_What this task involves_.
Set down every entry word for word. Omit the pictures.

_Dataset excerpts_.
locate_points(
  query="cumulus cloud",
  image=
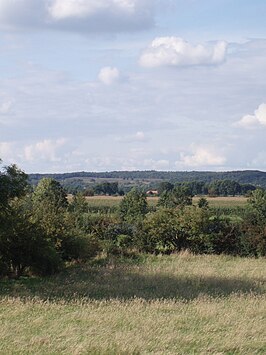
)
(202, 157)
(257, 119)
(109, 76)
(78, 15)
(137, 137)
(5, 151)
(44, 150)
(174, 51)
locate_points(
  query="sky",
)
(103, 85)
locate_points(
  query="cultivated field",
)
(179, 304)
(111, 201)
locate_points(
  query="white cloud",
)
(137, 137)
(5, 151)
(44, 150)
(62, 9)
(109, 76)
(250, 121)
(174, 51)
(201, 157)
(78, 15)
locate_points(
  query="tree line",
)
(41, 230)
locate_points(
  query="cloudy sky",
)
(100, 85)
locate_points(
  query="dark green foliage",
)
(203, 203)
(134, 206)
(39, 231)
(106, 188)
(180, 196)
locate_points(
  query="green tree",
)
(180, 196)
(133, 206)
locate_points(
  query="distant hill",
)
(254, 177)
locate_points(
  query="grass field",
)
(179, 304)
(110, 201)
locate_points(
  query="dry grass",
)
(110, 201)
(180, 304)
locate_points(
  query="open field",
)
(111, 201)
(179, 304)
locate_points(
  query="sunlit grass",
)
(111, 201)
(179, 304)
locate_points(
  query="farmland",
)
(110, 201)
(165, 305)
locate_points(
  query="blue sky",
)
(102, 85)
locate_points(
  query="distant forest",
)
(126, 180)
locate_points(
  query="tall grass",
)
(179, 304)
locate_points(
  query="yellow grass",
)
(180, 304)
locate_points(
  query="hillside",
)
(254, 177)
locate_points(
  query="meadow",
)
(113, 201)
(178, 304)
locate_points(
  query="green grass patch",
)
(179, 304)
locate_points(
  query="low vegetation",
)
(178, 304)
(170, 274)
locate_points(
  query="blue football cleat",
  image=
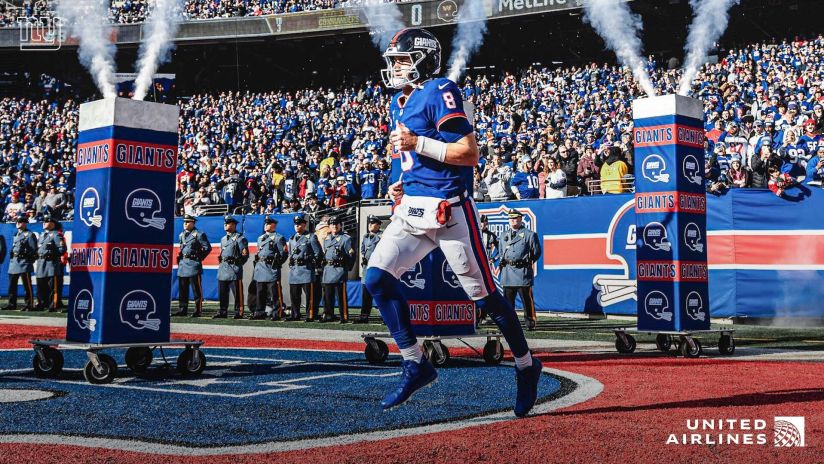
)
(527, 387)
(415, 376)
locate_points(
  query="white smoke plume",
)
(620, 29)
(155, 49)
(384, 20)
(708, 24)
(469, 36)
(88, 21)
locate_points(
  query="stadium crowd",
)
(544, 133)
(136, 11)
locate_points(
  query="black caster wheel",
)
(663, 342)
(726, 345)
(188, 364)
(691, 352)
(139, 358)
(493, 352)
(51, 367)
(435, 357)
(103, 374)
(625, 347)
(376, 351)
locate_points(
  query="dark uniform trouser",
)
(269, 291)
(197, 289)
(46, 292)
(26, 278)
(366, 301)
(317, 287)
(330, 291)
(58, 294)
(308, 291)
(223, 289)
(526, 299)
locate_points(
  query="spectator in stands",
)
(761, 163)
(815, 167)
(556, 180)
(737, 176)
(613, 171)
(497, 177)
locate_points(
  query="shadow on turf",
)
(800, 395)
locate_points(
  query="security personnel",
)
(489, 238)
(21, 264)
(338, 259)
(271, 255)
(368, 244)
(305, 255)
(520, 249)
(50, 247)
(234, 252)
(194, 248)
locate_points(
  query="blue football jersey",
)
(426, 109)
(369, 183)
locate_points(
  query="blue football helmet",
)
(137, 309)
(143, 207)
(656, 304)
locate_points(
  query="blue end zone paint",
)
(250, 396)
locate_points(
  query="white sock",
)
(413, 353)
(524, 361)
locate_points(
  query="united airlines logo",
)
(90, 208)
(654, 169)
(657, 306)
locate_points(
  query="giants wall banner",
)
(670, 214)
(121, 257)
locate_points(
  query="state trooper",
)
(50, 248)
(234, 252)
(21, 264)
(489, 238)
(520, 249)
(194, 248)
(490, 242)
(305, 255)
(271, 255)
(338, 259)
(368, 244)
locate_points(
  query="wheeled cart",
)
(102, 368)
(377, 351)
(683, 341)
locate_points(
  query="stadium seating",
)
(236, 147)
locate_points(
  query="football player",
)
(437, 151)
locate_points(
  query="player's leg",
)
(463, 248)
(294, 295)
(12, 304)
(397, 251)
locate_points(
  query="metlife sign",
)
(515, 7)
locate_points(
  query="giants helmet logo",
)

_Task answer_.
locate_points(
  query="cumulus cloud",
  image=
)
(202, 157)
(257, 119)
(109, 76)
(78, 15)
(137, 137)
(5, 151)
(44, 150)
(174, 51)
locate_points(
  query="sky",
)
(103, 85)
locate_points(
  query="cultivated field",
)
(179, 304)
(111, 201)
locate_points(
  query="white cloud",
)
(137, 137)
(5, 151)
(44, 150)
(62, 9)
(109, 76)
(250, 121)
(174, 51)
(201, 157)
(78, 15)
locate_points(
  query="tree line",
)
(41, 230)
locate_points(
  query="cloudy sky",
)
(100, 85)
locate_points(
  query="dark green foliage",
)
(203, 203)
(134, 206)
(39, 231)
(106, 188)
(180, 196)
locate_points(
  query="green tree",
)
(180, 196)
(133, 206)
locate_points(
  query="distant hill",
)
(254, 177)
locate_points(
  query="grass field",
)
(179, 304)
(110, 201)
locate_points(
  query="dry grass",
)
(110, 201)
(180, 304)
locate_points(
  query="open field",
)
(111, 201)
(179, 304)
locate_points(
  query="sunlit grass",
)
(111, 201)
(179, 304)
locate_points(
  query="farmland",
)
(110, 201)
(165, 305)
locate_points(
  query="blue sky",
)
(102, 85)
locate_points(
  query="distant forest",
)
(126, 180)
locate_points(
  query="tall grass",
)
(179, 304)
locate_points(
  query="yellow grass",
)
(180, 304)
locate_points(
  query="hillside",
)
(254, 177)
locate_points(
  query="meadow",
)
(113, 201)
(178, 304)
locate_points(
  query="green grass patch",
)
(179, 304)
locate_points(
  query="low vegetation",
)
(178, 304)
(170, 274)
locate_points(
  query="blue football cleat",
  image=
)
(527, 387)
(415, 376)
locate_points(
  query="white smoke plume",
)
(620, 29)
(155, 49)
(384, 20)
(708, 24)
(469, 36)
(88, 21)
locate_points(
  query="stadium crowd",
)
(544, 133)
(136, 11)
locate_points(
  query="black caster wheel",
)
(663, 342)
(726, 345)
(188, 364)
(691, 352)
(139, 358)
(493, 352)
(51, 367)
(435, 357)
(103, 374)
(625, 347)
(376, 351)
locate_points(
  query="dark uniform trouser",
)
(269, 291)
(197, 289)
(46, 292)
(26, 278)
(366, 301)
(317, 287)
(330, 291)
(58, 294)
(308, 291)
(223, 289)
(526, 299)
locate_points(
  query="spectator in stands",
)
(761, 163)
(815, 167)
(556, 180)
(737, 176)
(613, 171)
(497, 177)
locate_points(
  query="shadow on turf",
)
(800, 395)
locate_points(
  query="security personnel",
)
(489, 238)
(21, 264)
(338, 259)
(271, 255)
(368, 244)
(305, 255)
(520, 249)
(50, 247)
(234, 252)
(194, 248)
locate_points(
  query="blue football jersey",
)
(426, 109)
(369, 183)
locate_points(
  query="blue football helmet",
)
(137, 309)
(143, 207)
(656, 304)
locate_points(
  query="blue end zone paint",
)
(250, 396)
locate_points(
  query="white sock",
)
(413, 353)
(524, 361)
locate_points(
  query="united airlines logo",
)
(90, 208)
(654, 169)
(657, 306)
locate_points(
  query="giants wall banner",
)
(670, 214)
(121, 257)
locate_points(
  query="state trooper",
)
(50, 248)
(234, 252)
(21, 264)
(489, 238)
(520, 249)
(194, 248)
(490, 242)
(305, 255)
(271, 255)
(338, 259)
(368, 244)
locate_points(
  query="wheeled cart",
)
(102, 368)
(377, 351)
(683, 341)
locate_points(
  query="stadium seating",
)
(236, 147)
locate_points(
  query="football player",
)
(437, 151)
locate_points(
  query="player's leg",
)
(463, 248)
(294, 295)
(12, 304)
(397, 251)
locate_points(
  query="metlife sign",
)
(515, 7)
locate_points(
  query="giants helmet logo",
)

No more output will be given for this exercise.